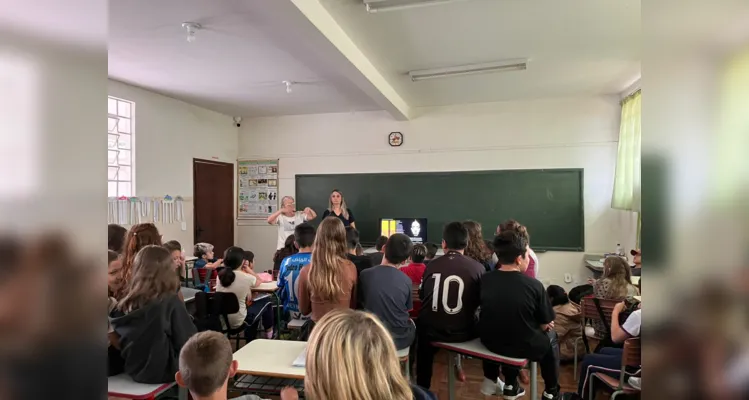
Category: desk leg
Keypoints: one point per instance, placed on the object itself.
(534, 380)
(451, 375)
(278, 315)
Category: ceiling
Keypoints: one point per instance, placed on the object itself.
(349, 60)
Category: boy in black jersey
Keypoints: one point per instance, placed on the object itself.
(517, 319)
(449, 296)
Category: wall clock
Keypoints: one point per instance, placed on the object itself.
(395, 139)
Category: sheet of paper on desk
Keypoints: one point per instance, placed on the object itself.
(300, 359)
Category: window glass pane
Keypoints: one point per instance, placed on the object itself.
(112, 173)
(123, 189)
(124, 142)
(123, 109)
(124, 157)
(111, 142)
(124, 125)
(124, 174)
(112, 157)
(111, 124)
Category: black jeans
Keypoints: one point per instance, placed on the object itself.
(548, 363)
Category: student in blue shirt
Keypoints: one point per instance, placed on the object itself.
(288, 275)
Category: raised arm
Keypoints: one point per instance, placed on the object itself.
(273, 218)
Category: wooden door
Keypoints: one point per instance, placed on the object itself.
(213, 193)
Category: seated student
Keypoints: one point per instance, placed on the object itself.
(329, 281)
(567, 323)
(609, 360)
(288, 276)
(151, 322)
(431, 252)
(615, 284)
(115, 361)
(449, 296)
(205, 366)
(377, 256)
(351, 356)
(533, 264)
(234, 278)
(288, 249)
(516, 319)
(206, 264)
(415, 268)
(361, 262)
(175, 249)
(386, 292)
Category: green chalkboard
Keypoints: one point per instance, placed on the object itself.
(549, 201)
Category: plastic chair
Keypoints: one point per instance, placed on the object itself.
(589, 312)
(631, 357)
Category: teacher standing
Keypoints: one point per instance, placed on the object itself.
(337, 208)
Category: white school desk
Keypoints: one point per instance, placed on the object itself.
(371, 250)
(474, 348)
(123, 386)
(272, 358)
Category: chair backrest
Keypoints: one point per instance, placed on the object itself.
(589, 310)
(631, 357)
(416, 301)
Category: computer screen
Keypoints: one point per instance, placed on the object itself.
(415, 228)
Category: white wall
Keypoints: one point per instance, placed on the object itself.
(168, 134)
(559, 133)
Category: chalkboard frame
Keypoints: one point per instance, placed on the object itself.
(540, 249)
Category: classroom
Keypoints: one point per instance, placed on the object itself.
(499, 140)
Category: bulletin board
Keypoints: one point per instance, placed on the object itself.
(257, 188)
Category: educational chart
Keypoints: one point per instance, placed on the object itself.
(257, 188)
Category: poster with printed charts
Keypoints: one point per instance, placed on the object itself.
(257, 188)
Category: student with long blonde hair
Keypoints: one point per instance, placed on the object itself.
(151, 322)
(337, 208)
(138, 237)
(351, 356)
(329, 281)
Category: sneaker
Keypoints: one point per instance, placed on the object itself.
(635, 382)
(512, 392)
(490, 388)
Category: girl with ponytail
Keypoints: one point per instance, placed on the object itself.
(235, 278)
(138, 237)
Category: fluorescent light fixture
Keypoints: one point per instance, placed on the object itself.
(472, 69)
(372, 6)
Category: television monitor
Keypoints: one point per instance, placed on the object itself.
(415, 228)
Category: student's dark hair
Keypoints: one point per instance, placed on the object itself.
(419, 253)
(288, 249)
(304, 235)
(557, 295)
(173, 245)
(476, 248)
(116, 239)
(380, 242)
(455, 236)
(352, 237)
(432, 249)
(233, 259)
(509, 245)
(112, 255)
(398, 248)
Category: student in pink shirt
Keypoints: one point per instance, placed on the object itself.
(513, 225)
(415, 268)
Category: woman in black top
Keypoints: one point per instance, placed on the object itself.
(337, 208)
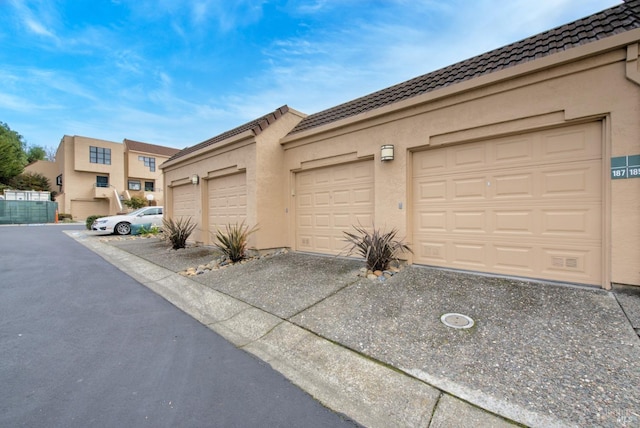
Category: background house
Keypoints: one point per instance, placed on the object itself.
(93, 176)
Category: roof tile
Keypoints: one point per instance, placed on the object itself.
(618, 19)
(256, 126)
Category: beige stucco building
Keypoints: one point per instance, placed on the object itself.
(523, 161)
(93, 176)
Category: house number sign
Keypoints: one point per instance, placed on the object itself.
(625, 167)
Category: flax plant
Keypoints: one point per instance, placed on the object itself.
(377, 248)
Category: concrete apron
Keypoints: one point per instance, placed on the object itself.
(381, 382)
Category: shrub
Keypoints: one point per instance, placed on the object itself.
(233, 242)
(177, 232)
(378, 249)
(89, 221)
(135, 202)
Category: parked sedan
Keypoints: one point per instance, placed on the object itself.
(121, 224)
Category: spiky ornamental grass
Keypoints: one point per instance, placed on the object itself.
(178, 231)
(377, 248)
(233, 243)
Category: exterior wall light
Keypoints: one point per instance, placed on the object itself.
(386, 152)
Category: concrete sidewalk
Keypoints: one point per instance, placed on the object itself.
(538, 354)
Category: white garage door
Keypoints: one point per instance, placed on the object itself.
(184, 202)
(527, 205)
(329, 201)
(227, 201)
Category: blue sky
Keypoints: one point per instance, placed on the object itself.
(177, 72)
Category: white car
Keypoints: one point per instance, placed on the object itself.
(121, 224)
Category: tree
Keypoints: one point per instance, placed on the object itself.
(30, 181)
(35, 153)
(12, 154)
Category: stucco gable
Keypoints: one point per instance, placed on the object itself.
(138, 146)
(255, 126)
(607, 23)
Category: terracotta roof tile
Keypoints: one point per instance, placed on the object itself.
(618, 19)
(149, 148)
(256, 126)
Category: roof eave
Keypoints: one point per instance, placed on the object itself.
(580, 52)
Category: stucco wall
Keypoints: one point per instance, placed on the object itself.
(592, 88)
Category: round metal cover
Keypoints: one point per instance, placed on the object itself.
(456, 321)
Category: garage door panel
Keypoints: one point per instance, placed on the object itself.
(515, 258)
(227, 200)
(528, 205)
(329, 201)
(514, 222)
(575, 180)
(470, 188)
(470, 221)
(517, 185)
(467, 255)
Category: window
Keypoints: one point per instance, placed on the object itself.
(102, 181)
(99, 155)
(148, 162)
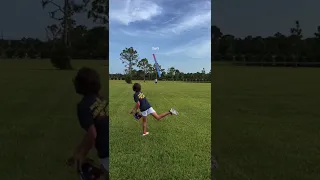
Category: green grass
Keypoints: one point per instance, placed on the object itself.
(178, 147)
(38, 123)
(265, 123)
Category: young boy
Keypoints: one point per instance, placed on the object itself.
(145, 108)
(93, 117)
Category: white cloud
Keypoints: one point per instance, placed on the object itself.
(128, 11)
(197, 49)
(200, 18)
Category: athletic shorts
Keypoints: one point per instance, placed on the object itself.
(147, 112)
(105, 163)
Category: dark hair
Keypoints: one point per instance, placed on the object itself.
(136, 87)
(87, 82)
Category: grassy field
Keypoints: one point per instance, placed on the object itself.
(265, 123)
(38, 123)
(177, 147)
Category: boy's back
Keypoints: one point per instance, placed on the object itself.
(144, 103)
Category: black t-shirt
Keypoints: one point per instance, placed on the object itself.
(144, 103)
(93, 110)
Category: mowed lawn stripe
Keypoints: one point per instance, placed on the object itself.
(175, 148)
(39, 127)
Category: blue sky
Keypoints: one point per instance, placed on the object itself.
(180, 28)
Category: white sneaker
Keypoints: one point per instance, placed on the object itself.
(174, 112)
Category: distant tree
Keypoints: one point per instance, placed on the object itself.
(63, 14)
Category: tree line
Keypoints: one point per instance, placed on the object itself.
(65, 39)
(278, 50)
(85, 44)
(144, 69)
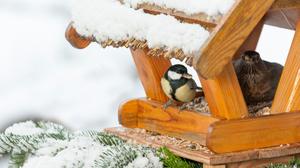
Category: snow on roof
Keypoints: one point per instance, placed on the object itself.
(190, 7)
(110, 20)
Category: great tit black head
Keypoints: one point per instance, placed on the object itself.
(251, 57)
(177, 72)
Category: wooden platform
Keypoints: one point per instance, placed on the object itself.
(199, 153)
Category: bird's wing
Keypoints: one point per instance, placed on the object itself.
(192, 84)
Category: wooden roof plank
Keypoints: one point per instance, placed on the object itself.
(229, 35)
(199, 18)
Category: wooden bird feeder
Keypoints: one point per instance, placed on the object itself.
(228, 128)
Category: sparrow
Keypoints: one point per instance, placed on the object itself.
(179, 85)
(258, 78)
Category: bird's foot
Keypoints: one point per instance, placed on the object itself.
(197, 100)
(183, 107)
(166, 105)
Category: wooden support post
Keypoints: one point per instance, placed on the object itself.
(150, 115)
(254, 133)
(224, 96)
(287, 97)
(150, 70)
(229, 35)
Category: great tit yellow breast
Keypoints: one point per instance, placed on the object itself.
(185, 93)
(165, 84)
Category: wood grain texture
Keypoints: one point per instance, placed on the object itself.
(75, 39)
(287, 96)
(263, 163)
(208, 158)
(212, 166)
(284, 18)
(284, 4)
(150, 70)
(224, 96)
(150, 115)
(253, 133)
(229, 35)
(252, 40)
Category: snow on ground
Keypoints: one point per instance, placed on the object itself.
(99, 19)
(209, 7)
(43, 77)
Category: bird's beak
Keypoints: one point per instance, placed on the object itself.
(188, 76)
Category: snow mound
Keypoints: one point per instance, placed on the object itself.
(209, 7)
(110, 20)
(25, 128)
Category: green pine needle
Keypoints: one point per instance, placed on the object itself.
(170, 160)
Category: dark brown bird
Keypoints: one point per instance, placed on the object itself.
(258, 78)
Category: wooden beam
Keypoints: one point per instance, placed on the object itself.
(75, 39)
(203, 155)
(224, 96)
(285, 18)
(254, 133)
(287, 96)
(229, 35)
(262, 162)
(150, 70)
(285, 4)
(252, 40)
(150, 115)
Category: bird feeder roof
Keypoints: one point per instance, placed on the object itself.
(203, 33)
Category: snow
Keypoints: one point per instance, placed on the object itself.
(44, 78)
(150, 161)
(209, 7)
(100, 20)
(25, 128)
(79, 152)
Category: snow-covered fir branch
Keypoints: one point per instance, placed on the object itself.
(49, 145)
(209, 7)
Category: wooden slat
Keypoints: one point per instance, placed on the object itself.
(200, 18)
(211, 166)
(75, 39)
(284, 18)
(287, 96)
(150, 70)
(253, 133)
(224, 96)
(263, 163)
(252, 40)
(237, 158)
(284, 4)
(229, 35)
(150, 115)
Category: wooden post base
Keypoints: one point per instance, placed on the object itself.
(256, 158)
(150, 115)
(220, 136)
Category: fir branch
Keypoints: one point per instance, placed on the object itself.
(105, 139)
(170, 160)
(116, 157)
(17, 159)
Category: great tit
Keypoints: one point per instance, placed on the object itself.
(178, 85)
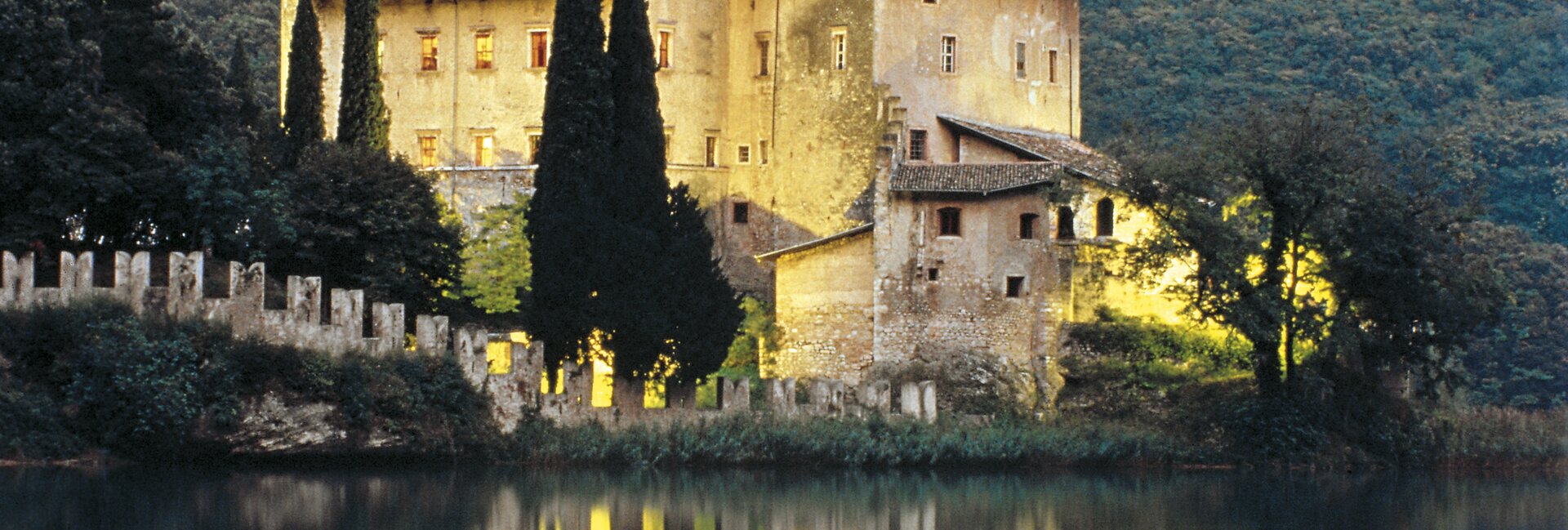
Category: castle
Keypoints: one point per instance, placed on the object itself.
(902, 177)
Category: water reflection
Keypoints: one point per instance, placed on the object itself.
(770, 501)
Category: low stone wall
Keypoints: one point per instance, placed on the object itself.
(510, 372)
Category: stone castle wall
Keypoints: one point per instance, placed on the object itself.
(510, 372)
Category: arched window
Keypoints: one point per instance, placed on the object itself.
(1065, 223)
(1104, 218)
(949, 221)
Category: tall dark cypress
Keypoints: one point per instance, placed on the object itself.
(361, 115)
(565, 226)
(703, 310)
(303, 104)
(637, 195)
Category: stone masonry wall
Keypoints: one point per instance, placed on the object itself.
(513, 381)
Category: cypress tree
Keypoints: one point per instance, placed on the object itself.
(637, 196)
(303, 105)
(565, 216)
(705, 313)
(361, 115)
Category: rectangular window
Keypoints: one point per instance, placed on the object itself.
(427, 151)
(841, 49)
(483, 51)
(483, 149)
(666, 41)
(1019, 60)
(533, 146)
(538, 47)
(916, 145)
(429, 49)
(1015, 286)
(1051, 63)
(949, 221)
(949, 54)
(763, 56)
(741, 212)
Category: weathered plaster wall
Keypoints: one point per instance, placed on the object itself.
(983, 83)
(825, 311)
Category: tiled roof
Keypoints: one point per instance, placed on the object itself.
(1045, 146)
(974, 177)
(816, 243)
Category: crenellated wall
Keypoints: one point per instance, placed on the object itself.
(509, 371)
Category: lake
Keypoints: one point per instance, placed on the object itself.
(468, 497)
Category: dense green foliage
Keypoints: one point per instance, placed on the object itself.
(363, 220)
(361, 114)
(149, 390)
(216, 22)
(567, 234)
(497, 267)
(1484, 78)
(303, 104)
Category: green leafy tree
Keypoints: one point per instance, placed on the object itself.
(569, 245)
(703, 310)
(361, 115)
(497, 265)
(363, 220)
(303, 105)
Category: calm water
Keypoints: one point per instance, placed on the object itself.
(770, 501)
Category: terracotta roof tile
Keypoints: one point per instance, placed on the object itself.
(974, 177)
(1046, 146)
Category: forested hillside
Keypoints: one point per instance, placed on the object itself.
(1486, 82)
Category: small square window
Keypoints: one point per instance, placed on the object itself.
(538, 47)
(1015, 286)
(949, 221)
(918, 143)
(741, 212)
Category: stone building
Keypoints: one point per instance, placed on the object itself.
(902, 176)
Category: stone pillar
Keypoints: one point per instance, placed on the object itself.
(431, 334)
(734, 394)
(929, 402)
(910, 400)
(782, 395)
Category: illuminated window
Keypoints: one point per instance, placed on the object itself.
(483, 51)
(949, 221)
(483, 149)
(427, 149)
(1051, 65)
(949, 54)
(1026, 226)
(429, 49)
(1019, 61)
(1065, 223)
(1104, 216)
(1015, 286)
(841, 49)
(918, 143)
(666, 39)
(533, 146)
(763, 56)
(741, 214)
(538, 47)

=-=-=

WHAT IS EXPECTED →
Pictures stay out. Repeat only the lines from the beginning of the data through the line that has "Category: wall clock".

WRITTEN ANSWER →
Category: desk leg
Keypoints: one point per instance, placed on the object itself.
(534, 380)
(451, 375)
(278, 315)
Category: ceiling
Keypoints: one point per instance, placed on the object itself.
(349, 60)
Category: boy in black jersey
Keypoints: one point per instance, placed on the object itself.
(517, 319)
(449, 296)
Category: wall clock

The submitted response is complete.